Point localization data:
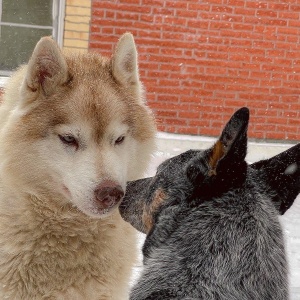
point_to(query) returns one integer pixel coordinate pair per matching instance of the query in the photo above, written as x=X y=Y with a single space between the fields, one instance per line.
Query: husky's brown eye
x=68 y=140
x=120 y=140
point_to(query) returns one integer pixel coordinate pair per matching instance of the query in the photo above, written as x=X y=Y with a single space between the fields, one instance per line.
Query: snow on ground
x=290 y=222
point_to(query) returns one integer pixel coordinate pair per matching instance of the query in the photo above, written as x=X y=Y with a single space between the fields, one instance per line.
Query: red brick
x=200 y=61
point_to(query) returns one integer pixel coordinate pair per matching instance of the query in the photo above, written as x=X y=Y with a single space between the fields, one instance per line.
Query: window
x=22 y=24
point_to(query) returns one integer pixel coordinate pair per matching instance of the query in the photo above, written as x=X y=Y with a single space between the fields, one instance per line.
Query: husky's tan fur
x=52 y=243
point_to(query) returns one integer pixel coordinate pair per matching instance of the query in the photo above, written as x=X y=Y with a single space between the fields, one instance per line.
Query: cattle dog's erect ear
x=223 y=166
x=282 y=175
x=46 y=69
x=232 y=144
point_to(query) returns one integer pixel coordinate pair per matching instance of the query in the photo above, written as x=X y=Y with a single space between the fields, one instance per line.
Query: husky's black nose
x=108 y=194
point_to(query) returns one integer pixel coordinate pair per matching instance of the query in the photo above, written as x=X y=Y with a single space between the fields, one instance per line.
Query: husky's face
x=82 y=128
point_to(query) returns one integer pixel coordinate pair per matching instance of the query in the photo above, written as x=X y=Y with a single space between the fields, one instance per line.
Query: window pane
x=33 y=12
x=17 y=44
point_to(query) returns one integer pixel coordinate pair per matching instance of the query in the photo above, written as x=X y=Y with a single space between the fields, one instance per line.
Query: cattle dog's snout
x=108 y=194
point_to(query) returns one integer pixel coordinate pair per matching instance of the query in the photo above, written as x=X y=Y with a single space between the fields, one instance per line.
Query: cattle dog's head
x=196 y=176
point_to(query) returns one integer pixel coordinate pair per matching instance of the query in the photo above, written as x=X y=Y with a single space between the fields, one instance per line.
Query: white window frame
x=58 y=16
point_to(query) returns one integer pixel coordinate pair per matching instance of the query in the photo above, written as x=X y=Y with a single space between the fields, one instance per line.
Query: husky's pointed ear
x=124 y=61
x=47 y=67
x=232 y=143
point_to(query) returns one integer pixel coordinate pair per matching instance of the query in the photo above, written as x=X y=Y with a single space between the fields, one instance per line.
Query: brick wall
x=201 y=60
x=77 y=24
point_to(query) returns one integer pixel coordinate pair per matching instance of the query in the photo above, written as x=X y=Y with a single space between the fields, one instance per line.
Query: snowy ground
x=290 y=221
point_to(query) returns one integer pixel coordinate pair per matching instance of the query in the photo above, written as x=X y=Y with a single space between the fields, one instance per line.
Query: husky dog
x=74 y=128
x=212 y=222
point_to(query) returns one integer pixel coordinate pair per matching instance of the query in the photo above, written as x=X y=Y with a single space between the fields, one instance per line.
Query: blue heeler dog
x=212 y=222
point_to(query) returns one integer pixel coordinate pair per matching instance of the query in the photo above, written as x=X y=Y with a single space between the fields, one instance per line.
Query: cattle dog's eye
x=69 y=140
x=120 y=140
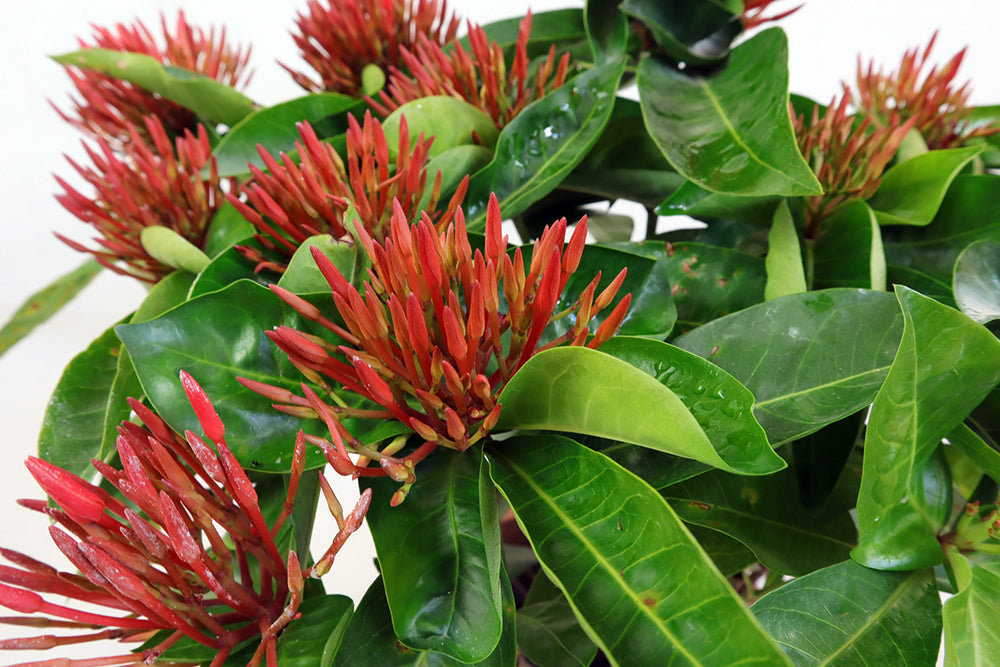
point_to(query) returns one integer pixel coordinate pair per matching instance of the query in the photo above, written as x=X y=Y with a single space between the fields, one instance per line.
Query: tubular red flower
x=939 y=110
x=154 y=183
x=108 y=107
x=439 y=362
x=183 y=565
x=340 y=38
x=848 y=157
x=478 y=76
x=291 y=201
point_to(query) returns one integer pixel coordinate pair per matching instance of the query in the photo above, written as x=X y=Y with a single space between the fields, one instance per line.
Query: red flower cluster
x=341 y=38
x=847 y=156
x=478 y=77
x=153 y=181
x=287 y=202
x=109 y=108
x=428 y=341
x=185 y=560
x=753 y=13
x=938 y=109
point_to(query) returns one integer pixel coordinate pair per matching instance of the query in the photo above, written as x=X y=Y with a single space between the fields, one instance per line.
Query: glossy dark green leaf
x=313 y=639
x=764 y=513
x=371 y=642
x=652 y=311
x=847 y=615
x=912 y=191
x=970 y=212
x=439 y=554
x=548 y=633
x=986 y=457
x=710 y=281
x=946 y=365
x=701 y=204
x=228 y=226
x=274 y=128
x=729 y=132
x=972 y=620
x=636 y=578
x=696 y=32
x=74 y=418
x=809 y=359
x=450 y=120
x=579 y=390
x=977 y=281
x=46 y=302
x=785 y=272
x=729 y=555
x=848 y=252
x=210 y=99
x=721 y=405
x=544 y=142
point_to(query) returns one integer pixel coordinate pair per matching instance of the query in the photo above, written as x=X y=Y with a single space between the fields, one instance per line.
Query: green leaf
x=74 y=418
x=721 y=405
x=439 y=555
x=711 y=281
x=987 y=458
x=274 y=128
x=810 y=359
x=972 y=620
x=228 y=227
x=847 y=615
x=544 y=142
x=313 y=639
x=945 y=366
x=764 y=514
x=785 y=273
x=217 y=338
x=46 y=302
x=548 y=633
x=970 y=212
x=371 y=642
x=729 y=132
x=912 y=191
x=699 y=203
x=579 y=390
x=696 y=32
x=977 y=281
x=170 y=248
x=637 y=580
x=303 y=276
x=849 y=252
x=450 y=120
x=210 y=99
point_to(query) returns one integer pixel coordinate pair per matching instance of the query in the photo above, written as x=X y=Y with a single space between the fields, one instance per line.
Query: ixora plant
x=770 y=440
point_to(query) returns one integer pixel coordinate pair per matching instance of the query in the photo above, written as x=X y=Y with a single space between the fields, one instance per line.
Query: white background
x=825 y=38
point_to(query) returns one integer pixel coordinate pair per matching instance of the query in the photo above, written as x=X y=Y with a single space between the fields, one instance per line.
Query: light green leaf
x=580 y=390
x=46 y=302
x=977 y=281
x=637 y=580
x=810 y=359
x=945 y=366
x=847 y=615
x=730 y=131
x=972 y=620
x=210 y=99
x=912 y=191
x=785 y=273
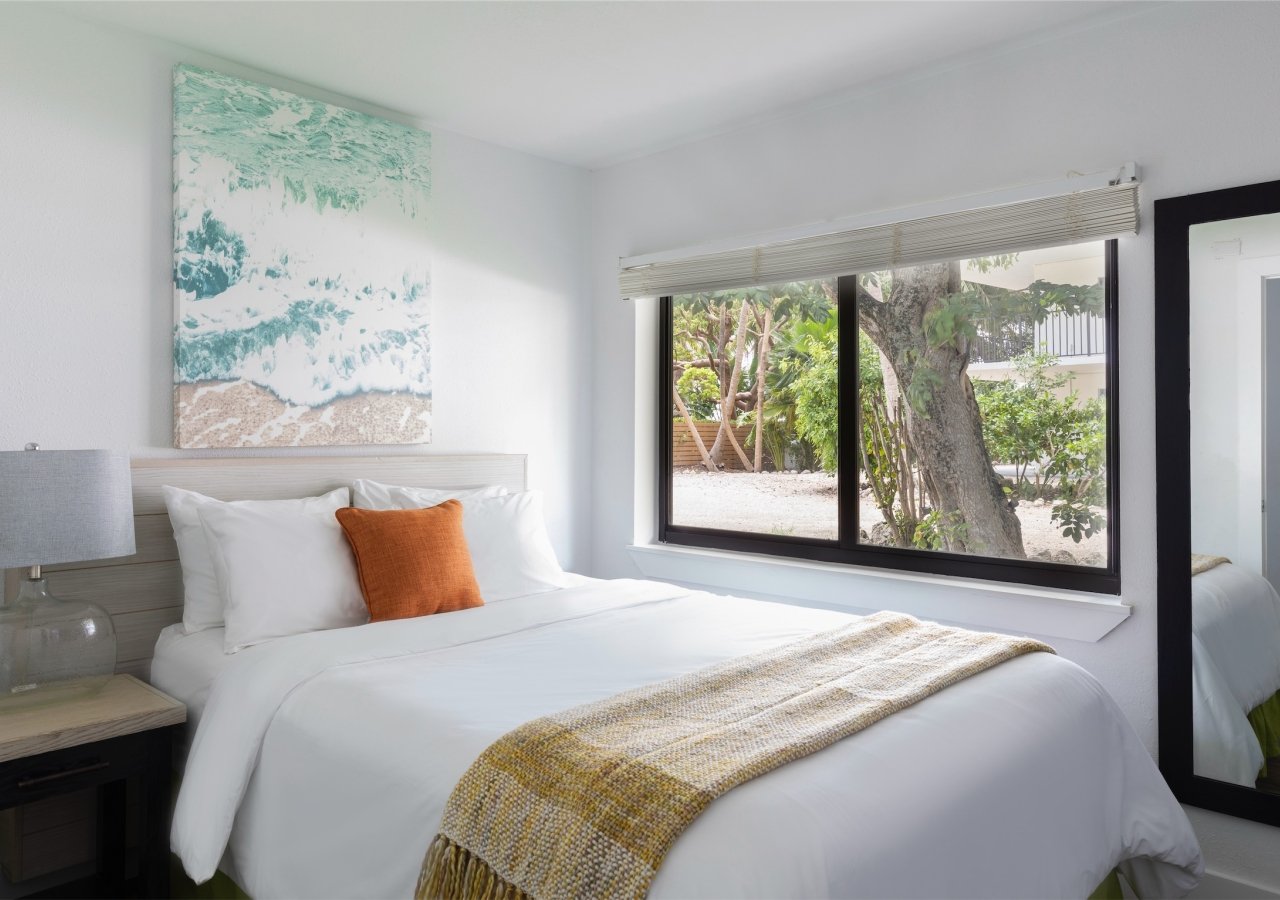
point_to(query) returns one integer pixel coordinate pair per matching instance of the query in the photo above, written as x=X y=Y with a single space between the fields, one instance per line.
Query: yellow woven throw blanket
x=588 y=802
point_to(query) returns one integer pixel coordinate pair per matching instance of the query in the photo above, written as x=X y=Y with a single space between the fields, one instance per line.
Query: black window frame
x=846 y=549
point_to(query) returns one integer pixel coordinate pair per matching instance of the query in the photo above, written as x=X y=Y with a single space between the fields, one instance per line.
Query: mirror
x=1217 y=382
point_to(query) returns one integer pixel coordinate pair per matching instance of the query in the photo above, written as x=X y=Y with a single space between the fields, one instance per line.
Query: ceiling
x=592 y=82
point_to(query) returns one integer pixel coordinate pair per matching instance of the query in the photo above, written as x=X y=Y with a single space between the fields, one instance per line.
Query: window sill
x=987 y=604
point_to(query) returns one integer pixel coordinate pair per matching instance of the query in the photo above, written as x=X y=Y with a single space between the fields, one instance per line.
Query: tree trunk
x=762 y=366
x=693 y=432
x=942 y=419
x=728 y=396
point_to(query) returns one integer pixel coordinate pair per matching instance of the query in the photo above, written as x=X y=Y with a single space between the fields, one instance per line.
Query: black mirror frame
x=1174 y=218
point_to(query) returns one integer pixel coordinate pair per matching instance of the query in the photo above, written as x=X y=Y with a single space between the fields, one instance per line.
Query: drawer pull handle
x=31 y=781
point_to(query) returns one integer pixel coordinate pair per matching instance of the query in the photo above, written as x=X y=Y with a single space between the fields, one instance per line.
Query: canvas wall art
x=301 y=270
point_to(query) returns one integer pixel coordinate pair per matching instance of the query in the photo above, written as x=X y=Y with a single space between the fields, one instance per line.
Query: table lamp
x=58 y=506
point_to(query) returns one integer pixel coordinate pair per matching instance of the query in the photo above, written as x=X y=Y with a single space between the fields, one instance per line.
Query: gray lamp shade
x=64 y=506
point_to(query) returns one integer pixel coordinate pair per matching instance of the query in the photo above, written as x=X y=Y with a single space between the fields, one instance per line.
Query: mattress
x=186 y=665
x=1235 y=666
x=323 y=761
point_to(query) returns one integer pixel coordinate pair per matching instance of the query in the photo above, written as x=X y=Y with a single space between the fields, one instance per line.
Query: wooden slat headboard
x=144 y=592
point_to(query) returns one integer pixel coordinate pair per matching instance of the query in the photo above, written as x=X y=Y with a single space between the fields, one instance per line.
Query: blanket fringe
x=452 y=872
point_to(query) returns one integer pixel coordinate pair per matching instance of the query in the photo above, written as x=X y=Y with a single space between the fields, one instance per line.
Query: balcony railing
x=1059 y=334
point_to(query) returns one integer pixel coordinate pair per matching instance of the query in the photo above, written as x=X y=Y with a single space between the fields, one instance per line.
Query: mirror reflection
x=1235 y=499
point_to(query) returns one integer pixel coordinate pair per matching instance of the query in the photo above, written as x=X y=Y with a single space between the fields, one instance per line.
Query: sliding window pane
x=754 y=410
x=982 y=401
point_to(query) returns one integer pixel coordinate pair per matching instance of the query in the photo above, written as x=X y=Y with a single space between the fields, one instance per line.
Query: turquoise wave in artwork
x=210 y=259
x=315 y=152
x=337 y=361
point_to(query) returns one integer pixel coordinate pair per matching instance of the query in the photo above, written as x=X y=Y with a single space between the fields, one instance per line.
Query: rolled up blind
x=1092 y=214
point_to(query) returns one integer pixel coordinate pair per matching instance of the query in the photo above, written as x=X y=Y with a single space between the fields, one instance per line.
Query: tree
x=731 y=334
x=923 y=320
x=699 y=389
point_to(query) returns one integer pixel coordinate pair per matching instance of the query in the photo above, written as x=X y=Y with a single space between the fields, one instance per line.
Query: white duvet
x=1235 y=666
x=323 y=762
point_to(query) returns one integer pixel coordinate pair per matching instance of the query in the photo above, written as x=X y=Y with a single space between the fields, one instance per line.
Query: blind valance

» **What the task asks**:
The line containing "Query: mirror reflection" and all lines after it, through the end of the entries above, are to be returned exactly and alone.

» **Response to the exercise**:
Query: mirror reflection
x=1235 y=499
point_to(query) returns one integer pixel coordinate pair per matching instance of the query in the photo above, written as x=X y=Y with a single space between the fields, one instance per line.
Query: sliding window pane
x=754 y=410
x=982 y=401
point_to(query) returns one integer pixel coordinate pair per matching instance of the query in the photo above, written as x=X y=Y with a single space between the fields, one instance per line.
Query: turquoise wave in artwork
x=210 y=259
x=315 y=152
x=337 y=361
point_to(query) returns one integer pixel coordinate pair per matching instance of the query in the photo above, written as x=X y=Y with a single space between the fields, one instance per line.
Query: rolled up blind
x=1092 y=214
point_to(query) returns one integer pixel coordinate pair per matching instance of the query in the photo above, written as x=X y=Y with a single space between the fields, one instance per line.
Query: tree
x=731 y=334
x=923 y=320
x=699 y=389
point_to(query) returns one integer pixel coordinate pair per matching instance of the query in the photo above, written as x=X y=Y with a single space between the fields, one instance per line.
Query: white duvet
x=1235 y=666
x=323 y=762
point_to(query) returns one integer pixel coordinate pair per matching instance of the query in the photo above, written as x=X y=Y with a single space between the fields, one instance per line.
Query: blind valance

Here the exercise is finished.